** Start Entries **

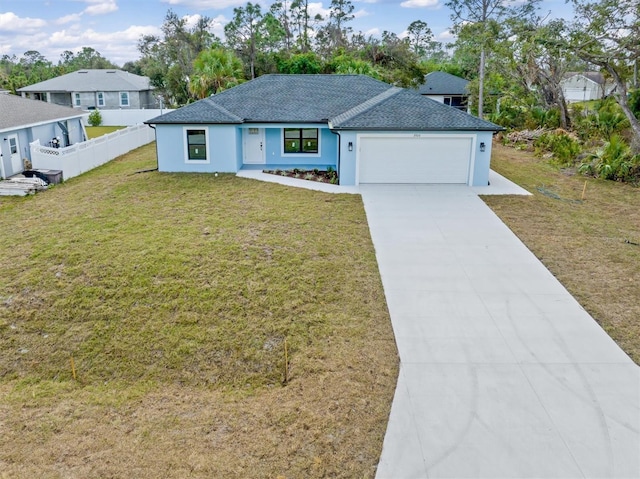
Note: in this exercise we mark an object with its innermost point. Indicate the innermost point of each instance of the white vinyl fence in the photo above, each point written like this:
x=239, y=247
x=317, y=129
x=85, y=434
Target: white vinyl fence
x=128, y=117
x=81, y=157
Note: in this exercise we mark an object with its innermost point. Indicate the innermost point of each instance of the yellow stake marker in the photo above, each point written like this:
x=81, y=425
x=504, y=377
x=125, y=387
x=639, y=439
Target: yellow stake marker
x=73, y=368
x=286, y=362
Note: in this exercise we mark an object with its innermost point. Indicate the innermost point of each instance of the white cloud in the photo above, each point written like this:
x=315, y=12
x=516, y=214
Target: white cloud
x=10, y=22
x=206, y=4
x=445, y=36
x=217, y=25
x=361, y=13
x=419, y=3
x=373, y=32
x=316, y=8
x=100, y=7
x=72, y=18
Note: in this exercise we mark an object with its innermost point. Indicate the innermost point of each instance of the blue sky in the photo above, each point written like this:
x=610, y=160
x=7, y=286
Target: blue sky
x=113, y=27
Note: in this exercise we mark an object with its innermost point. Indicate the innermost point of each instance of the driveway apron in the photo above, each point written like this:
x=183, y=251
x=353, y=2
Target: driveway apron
x=502, y=373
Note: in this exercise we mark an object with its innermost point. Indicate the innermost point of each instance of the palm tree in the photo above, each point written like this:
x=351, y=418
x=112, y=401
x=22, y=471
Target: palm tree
x=215, y=70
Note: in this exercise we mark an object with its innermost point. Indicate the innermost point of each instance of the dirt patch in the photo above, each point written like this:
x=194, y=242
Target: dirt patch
x=322, y=176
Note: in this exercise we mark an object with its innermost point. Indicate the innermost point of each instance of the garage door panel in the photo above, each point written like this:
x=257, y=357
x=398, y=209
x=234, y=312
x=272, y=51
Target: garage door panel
x=414, y=160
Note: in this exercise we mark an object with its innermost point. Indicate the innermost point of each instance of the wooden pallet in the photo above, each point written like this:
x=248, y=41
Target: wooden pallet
x=18, y=186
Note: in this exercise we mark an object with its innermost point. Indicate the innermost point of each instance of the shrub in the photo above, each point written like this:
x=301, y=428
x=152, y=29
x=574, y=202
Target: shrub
x=564, y=148
x=613, y=161
x=95, y=118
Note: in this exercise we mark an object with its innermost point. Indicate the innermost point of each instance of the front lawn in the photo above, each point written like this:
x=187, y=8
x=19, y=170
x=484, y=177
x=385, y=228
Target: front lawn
x=591, y=245
x=145, y=318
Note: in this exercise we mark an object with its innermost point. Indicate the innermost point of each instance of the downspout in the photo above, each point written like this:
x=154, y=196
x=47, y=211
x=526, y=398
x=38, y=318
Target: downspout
x=155, y=133
x=339, y=151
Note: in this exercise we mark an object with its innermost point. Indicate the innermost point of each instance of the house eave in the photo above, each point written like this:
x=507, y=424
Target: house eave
x=409, y=129
x=40, y=123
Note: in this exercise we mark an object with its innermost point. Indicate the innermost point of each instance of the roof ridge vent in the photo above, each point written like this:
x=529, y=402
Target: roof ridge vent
x=362, y=107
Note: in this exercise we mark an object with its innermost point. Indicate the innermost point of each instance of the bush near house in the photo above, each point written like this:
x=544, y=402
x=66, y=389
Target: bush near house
x=95, y=118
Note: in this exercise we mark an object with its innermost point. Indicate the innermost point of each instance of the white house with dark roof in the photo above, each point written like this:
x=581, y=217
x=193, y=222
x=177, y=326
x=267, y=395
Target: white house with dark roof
x=91, y=89
x=369, y=131
x=585, y=86
x=446, y=88
x=23, y=121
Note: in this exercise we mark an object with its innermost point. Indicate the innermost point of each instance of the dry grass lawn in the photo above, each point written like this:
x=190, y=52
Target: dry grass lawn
x=592, y=246
x=174, y=296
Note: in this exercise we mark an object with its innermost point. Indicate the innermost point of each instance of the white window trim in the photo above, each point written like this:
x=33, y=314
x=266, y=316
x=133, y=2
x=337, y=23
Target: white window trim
x=301, y=155
x=186, y=145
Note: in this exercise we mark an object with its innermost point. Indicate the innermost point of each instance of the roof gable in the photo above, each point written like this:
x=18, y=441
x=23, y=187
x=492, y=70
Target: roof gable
x=406, y=110
x=342, y=101
x=92, y=80
x=16, y=112
x=442, y=83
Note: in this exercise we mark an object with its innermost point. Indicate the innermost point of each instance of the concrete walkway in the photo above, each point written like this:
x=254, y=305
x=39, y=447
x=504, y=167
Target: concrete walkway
x=503, y=374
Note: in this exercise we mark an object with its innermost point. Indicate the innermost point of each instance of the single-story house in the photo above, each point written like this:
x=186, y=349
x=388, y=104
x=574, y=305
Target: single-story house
x=585, y=86
x=23, y=121
x=446, y=88
x=367, y=130
x=91, y=89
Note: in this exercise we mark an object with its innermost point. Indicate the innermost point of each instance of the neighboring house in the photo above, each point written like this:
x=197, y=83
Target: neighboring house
x=90, y=89
x=585, y=86
x=23, y=121
x=446, y=88
x=369, y=131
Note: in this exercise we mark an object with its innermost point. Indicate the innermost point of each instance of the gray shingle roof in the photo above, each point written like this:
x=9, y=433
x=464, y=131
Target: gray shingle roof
x=92, y=80
x=441, y=83
x=595, y=77
x=343, y=101
x=407, y=111
x=16, y=112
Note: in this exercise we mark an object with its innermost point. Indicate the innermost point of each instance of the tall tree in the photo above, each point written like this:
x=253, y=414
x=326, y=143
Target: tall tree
x=607, y=34
x=85, y=58
x=168, y=60
x=213, y=71
x=244, y=33
x=420, y=38
x=335, y=34
x=303, y=22
x=482, y=13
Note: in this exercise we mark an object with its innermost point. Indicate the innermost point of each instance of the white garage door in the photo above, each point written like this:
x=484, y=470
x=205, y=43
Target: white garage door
x=409, y=159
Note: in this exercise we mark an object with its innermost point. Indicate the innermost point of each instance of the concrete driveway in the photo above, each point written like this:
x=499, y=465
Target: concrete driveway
x=503, y=374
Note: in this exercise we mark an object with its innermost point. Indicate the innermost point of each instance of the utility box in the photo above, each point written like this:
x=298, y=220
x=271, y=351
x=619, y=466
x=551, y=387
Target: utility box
x=54, y=177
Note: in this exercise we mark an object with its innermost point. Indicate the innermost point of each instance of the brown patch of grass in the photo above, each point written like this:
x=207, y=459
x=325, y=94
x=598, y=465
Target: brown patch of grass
x=174, y=294
x=587, y=244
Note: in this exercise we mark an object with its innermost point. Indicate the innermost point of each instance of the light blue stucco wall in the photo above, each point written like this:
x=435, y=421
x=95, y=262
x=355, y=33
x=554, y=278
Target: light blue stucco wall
x=225, y=148
x=225, y=144
x=327, y=155
x=480, y=175
x=483, y=159
x=222, y=147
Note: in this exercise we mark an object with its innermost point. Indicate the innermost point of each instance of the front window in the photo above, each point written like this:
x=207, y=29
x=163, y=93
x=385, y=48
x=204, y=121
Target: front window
x=301, y=140
x=196, y=145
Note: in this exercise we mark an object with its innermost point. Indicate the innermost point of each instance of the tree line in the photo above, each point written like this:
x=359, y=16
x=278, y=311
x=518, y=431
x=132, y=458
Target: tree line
x=514, y=54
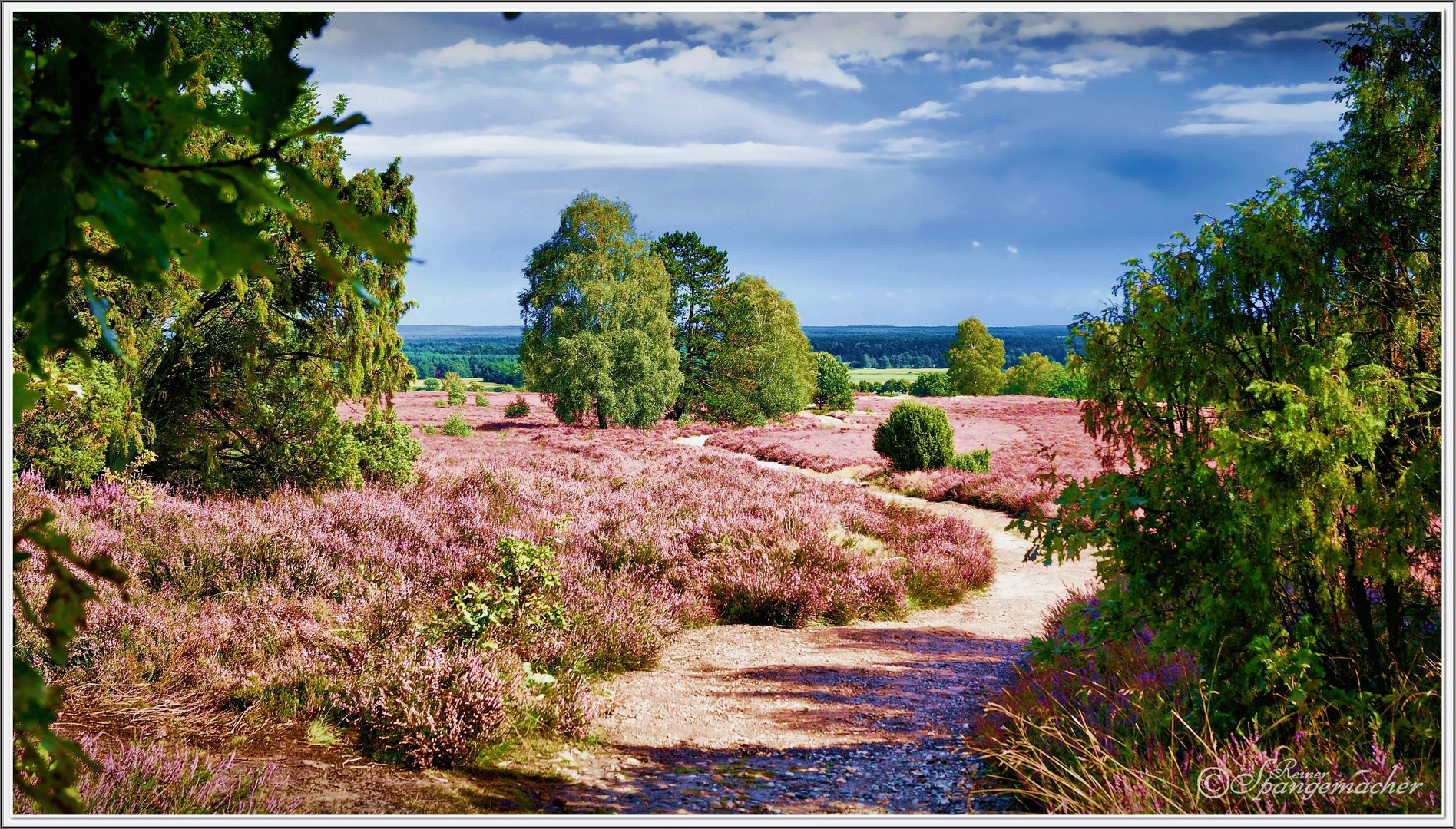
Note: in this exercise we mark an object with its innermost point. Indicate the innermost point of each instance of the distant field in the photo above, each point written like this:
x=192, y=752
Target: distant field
x=882, y=374
x=419, y=385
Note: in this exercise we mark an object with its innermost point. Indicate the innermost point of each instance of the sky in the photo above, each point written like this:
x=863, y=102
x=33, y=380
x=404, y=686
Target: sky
x=879, y=167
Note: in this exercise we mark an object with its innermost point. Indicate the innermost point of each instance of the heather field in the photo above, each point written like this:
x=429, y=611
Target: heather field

** End Entries **

# [To be done]
Copy out the records starting with the line that contains "the white cloud" and going on through the line that contains "x=113, y=27", both lines included, with the requests and their sample points left as they are. In the answer points, multiply every x and y coordinate by 1.7 and round to whole numbers, with halves rounded up.

# [Completed task]
Note: in this exercise we mark an object with its innermost point. Indicate the innermost point of each instance of the white cloud in the photo above, each point written like this:
x=315, y=12
x=516, y=214
Target: white cloud
x=17, y=37
x=350, y=7
x=757, y=61
x=369, y=43
x=614, y=22
x=712, y=5
x=634, y=54
x=537, y=14
x=170, y=12
x=122, y=31
Note: in this exercise we mark an object with its innermost point. Indicate the innermost point of each instance of the blue sky in the photo above, each point written like this:
x=610, y=160
x=7, y=286
Target: blue sky
x=192, y=46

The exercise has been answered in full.